Hillary for Prison?
The ‘lock her up’ chant has been a familiar refrain in the 2016 election campaign, although those wanting Hillary Clinton thrown in jail are being a little overzealous. With her handling of Benghazi, her private email server, and her involvement with the Clinton foundation, she hasn’t exactly been the model statesperson. However, if she is guilty of anything it is being a politician. The things an American politician does in the course of a career would get them arrested in a place like Finland. Hiding information, providing favours for lobbyists; it is legalized corruption. Hillary is just one of many. The stuff she did is the stuff everyone does — it’s the very nature of the system. To single her out is disingenuous.
Let’s consider Benghazi. This was an attack on a US Embassy which, tragically, killed 4 Americans. Then Secretary of State, Hillary Clinton was chastised for her handling of the situation, specifically for ignoring intelligence warnings and for failing to ensure adequate protection for embassy staff. For comparison, consider Beirut in 1983. A Marine barracks was bombed claiming the lives of 241 Americans. Attackers drove through an open gate, past unarmed guards, and destroyed the facility. Notice the similarities: intelligence failure, inadequate security, and loss of American lives.

Problem set:
A - Answer the following questions from the Hillary Clinton article.
(i) Which country does the text name as a place where an American politician's conduct would lead to arrest?
(ii) How many Americans does the text say were killed in the Benghazi attack?
(iii) In what year does the text place the bombing in Beirut?
B - From the Hillary Clinton article, list the matters of her conduct that are named in the sentence ending "the model statesperson."
C - Rewrite the part of the Hillary Clinton article starting at "Let’s consider Benghazi." and ending at "of American lives.", with "unarmed guards" replaced by "unarmed sentries".

Excerpted records:
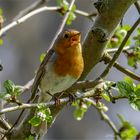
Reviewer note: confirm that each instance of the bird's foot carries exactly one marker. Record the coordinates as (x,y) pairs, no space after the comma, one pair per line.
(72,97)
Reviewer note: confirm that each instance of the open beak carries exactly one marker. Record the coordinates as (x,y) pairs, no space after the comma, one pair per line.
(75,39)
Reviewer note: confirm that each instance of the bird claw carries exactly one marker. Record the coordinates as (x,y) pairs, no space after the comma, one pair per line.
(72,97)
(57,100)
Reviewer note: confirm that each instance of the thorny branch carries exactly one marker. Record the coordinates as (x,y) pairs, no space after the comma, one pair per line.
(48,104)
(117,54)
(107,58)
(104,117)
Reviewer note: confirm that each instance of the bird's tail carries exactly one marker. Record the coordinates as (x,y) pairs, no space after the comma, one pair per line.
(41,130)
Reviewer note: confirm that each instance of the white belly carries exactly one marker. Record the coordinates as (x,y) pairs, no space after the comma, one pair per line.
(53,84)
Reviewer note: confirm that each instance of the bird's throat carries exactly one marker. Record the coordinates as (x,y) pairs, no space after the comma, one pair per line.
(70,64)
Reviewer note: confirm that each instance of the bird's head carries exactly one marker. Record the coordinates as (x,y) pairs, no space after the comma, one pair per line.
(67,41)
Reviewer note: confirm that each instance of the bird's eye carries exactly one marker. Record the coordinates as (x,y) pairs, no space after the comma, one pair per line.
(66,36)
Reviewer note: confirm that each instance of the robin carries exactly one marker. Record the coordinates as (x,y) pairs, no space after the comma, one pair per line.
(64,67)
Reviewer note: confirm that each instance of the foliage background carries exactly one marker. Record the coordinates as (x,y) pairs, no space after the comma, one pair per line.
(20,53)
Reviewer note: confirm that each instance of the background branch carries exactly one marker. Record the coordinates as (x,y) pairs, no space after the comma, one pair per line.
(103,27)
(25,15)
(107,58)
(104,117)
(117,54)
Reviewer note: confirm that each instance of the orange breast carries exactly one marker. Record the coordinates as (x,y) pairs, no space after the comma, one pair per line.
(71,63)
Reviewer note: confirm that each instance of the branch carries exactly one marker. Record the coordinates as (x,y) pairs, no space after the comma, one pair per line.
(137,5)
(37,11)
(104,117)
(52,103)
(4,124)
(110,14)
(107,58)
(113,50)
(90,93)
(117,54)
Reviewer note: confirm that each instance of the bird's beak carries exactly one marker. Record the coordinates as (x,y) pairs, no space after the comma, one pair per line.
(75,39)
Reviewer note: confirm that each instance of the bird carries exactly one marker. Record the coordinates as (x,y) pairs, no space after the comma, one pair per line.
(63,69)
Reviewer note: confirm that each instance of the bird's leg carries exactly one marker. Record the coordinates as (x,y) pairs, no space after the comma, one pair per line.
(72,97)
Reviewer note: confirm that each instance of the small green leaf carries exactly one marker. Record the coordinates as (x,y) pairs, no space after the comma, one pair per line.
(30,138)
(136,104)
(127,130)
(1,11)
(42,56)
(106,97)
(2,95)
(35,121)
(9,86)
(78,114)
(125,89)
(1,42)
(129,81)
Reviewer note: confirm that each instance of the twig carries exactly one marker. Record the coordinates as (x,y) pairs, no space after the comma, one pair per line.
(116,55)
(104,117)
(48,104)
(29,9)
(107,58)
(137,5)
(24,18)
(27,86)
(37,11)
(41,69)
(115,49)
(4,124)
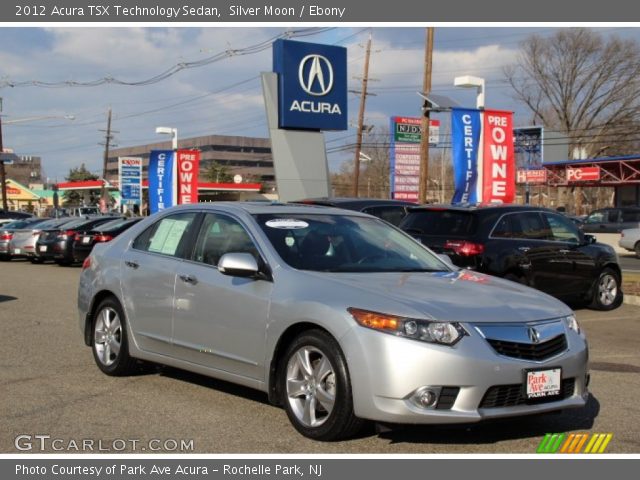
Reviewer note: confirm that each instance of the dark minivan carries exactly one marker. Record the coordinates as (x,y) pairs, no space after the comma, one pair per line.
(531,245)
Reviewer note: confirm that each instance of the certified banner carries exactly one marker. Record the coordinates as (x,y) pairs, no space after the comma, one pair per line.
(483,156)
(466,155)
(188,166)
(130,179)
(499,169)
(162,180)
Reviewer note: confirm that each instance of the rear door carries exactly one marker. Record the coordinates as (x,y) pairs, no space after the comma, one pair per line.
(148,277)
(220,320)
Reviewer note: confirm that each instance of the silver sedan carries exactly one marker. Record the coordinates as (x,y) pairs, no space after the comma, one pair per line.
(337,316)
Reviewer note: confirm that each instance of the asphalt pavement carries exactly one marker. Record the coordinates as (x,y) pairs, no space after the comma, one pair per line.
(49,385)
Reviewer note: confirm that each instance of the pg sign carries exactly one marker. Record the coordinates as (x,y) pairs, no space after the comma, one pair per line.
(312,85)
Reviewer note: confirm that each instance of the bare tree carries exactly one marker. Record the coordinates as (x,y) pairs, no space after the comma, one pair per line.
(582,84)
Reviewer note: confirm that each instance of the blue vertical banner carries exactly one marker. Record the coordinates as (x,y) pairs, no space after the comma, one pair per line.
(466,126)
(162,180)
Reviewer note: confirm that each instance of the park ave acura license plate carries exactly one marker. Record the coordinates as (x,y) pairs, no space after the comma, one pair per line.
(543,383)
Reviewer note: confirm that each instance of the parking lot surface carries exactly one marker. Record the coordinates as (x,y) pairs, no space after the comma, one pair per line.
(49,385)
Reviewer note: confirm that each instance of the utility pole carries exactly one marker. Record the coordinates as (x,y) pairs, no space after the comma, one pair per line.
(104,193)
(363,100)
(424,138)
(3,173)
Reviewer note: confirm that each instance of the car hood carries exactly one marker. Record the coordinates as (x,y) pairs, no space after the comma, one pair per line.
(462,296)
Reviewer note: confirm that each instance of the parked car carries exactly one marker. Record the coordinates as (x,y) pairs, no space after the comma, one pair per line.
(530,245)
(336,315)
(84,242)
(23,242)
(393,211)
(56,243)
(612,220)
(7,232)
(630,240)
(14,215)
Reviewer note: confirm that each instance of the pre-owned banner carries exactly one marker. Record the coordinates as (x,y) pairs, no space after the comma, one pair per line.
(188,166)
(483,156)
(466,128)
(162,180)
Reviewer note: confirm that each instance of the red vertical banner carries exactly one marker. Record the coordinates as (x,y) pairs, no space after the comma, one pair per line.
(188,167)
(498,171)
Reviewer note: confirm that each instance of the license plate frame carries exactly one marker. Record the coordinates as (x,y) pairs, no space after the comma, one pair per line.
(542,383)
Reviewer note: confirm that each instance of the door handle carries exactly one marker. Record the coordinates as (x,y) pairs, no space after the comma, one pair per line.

Solutions in order:
A -
(i) Finland
(ii) 4
(iii) 1983

B -
- Her handling of Benghazi
- Her private email server
- Her involvement with the Clinton foundation

C -
Let’s consider Benghazi. This was an attack on a US Embassy which, tragically, killed 4 Americans. Then Secretary of State, Hillary Clinton was chastised for her handling of the situation, specifically for ignoring intelligence warnings and for failing to ensure adequate protection for embassy staff. For comparison, consider Beirut in 1983. A Marine barracks was bombed claiming the lives of 241 Americans. Attackers drove through an open gate, past unarmed sentries, and destroyed the facility. Notice the similarities: intelligence failure, inadequate security, and loss of American lives.